<<<<

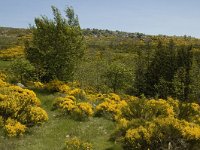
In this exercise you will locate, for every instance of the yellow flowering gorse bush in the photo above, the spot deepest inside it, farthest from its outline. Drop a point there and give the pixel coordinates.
(20, 107)
(14, 128)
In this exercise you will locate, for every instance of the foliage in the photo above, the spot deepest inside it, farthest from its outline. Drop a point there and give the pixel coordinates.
(165, 133)
(12, 53)
(158, 124)
(117, 77)
(14, 128)
(20, 105)
(22, 70)
(56, 47)
(75, 143)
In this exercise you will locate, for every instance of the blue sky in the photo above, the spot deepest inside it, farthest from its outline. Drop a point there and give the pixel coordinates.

>>>>

» Exercise requirements
Reproduce the listing word for word, but keep the pictures out of it.

» Written answer
In this exercise you will locate, for every instance of the yellow flowering gorse bush in the photo above, the spot deepest inside it, farthest from its outline. Drop a point there and give the pixel coordinates.
(20, 107)
(14, 128)
In this exercise you will locate, for every instance of the foliage in the photo above, the spot deepest inside it, farthest from its outline. Drop a point there and give the pixel coordinates.
(165, 133)
(12, 53)
(158, 124)
(117, 77)
(14, 128)
(20, 105)
(22, 70)
(56, 47)
(75, 143)
In this exercise you will locate, for every instance of the blue sky in the photo above, the spot deepest inside it, farthest from its outline. Drop a point there and give the pixel coordinates.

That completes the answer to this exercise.